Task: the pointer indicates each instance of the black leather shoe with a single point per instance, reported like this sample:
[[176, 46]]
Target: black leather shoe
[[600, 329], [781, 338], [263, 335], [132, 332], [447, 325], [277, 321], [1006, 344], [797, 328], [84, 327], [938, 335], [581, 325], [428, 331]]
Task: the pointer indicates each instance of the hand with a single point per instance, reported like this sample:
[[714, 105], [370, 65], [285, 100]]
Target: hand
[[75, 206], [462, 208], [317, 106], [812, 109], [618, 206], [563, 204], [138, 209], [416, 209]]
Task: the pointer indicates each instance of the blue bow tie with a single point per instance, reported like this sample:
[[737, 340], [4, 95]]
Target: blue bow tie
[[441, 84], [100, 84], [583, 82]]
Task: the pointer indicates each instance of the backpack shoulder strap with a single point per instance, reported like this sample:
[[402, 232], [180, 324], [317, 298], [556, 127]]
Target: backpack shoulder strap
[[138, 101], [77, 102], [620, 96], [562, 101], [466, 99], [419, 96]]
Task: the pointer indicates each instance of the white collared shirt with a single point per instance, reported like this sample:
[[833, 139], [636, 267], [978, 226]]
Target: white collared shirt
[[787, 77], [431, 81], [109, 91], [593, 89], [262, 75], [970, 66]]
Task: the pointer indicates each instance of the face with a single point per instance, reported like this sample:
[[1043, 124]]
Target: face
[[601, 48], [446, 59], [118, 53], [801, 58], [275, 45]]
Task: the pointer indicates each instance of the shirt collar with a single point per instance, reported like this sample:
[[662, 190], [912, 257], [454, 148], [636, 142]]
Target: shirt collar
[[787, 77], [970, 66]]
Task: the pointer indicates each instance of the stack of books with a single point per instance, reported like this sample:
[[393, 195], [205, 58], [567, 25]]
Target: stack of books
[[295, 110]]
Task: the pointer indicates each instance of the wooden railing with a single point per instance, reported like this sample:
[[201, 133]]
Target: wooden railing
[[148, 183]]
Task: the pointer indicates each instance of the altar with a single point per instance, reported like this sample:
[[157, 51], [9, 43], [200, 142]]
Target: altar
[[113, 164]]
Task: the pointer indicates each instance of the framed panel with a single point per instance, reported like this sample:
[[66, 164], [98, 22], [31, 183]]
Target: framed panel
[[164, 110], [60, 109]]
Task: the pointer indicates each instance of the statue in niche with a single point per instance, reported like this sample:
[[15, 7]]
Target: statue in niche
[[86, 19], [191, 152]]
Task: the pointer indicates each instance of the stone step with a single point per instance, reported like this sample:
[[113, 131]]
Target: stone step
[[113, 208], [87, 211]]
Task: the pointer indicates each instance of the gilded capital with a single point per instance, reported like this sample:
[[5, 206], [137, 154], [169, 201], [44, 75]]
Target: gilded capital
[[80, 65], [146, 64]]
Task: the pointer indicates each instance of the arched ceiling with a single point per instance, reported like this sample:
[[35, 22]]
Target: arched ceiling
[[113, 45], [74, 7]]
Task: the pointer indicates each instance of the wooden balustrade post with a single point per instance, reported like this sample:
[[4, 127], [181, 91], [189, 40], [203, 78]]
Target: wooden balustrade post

• Assignment
Identify the lines above that contain the word "balustrade", then copy them.

• Task solution
Task: the pointer indicates each instance of the wooden balustrade post with a single point per instance, reported like this sample:
Target: wooden balustrade post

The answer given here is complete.